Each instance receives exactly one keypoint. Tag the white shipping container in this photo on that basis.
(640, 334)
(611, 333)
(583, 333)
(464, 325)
* * *
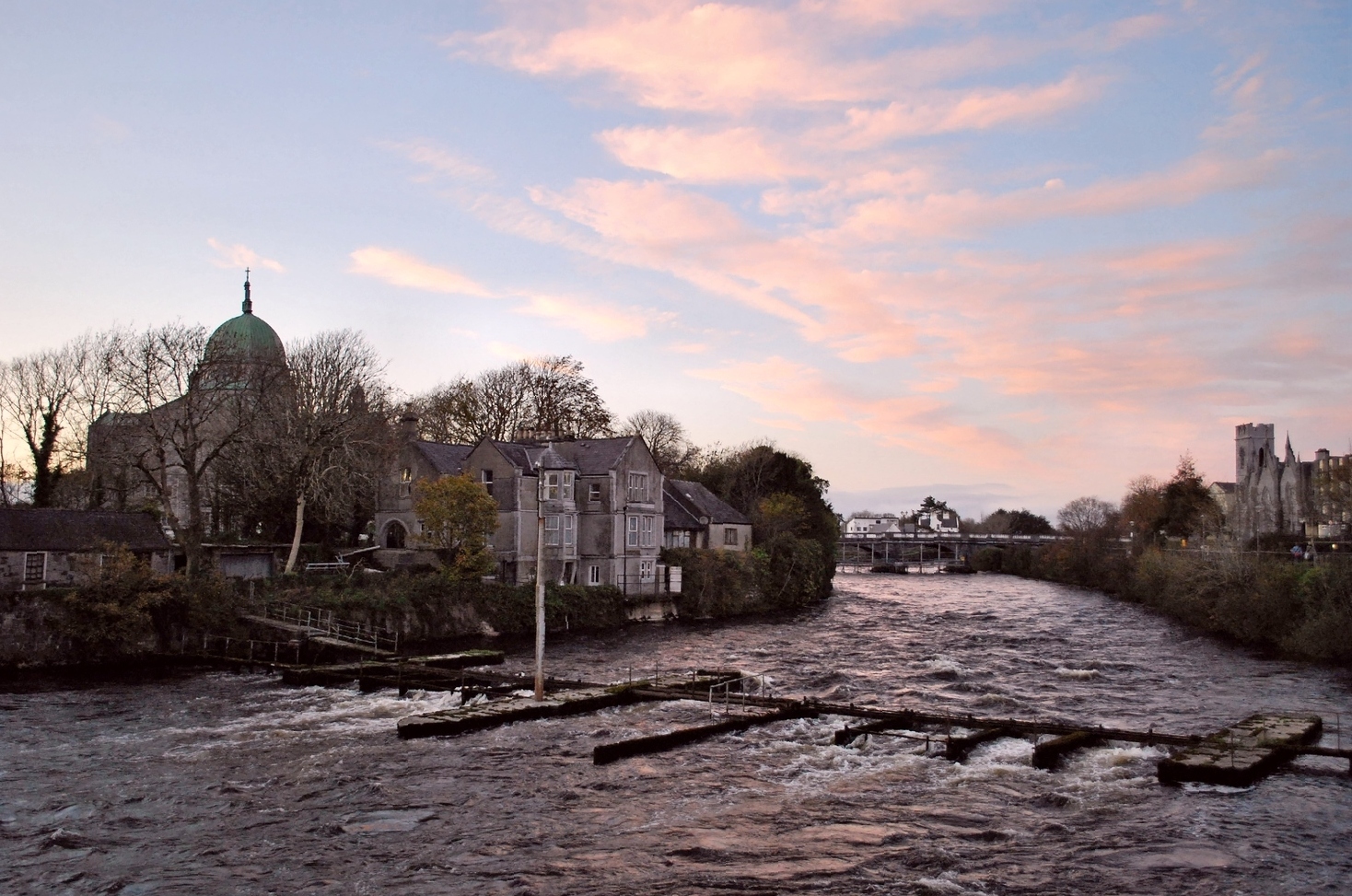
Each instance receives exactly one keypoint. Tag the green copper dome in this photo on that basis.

§ EXERCISE AIM: How many lines in the items above contain the exact string "exactly"? Case counts, and the reply should be the number alone.

§ RESULT OF THIS TASK: 2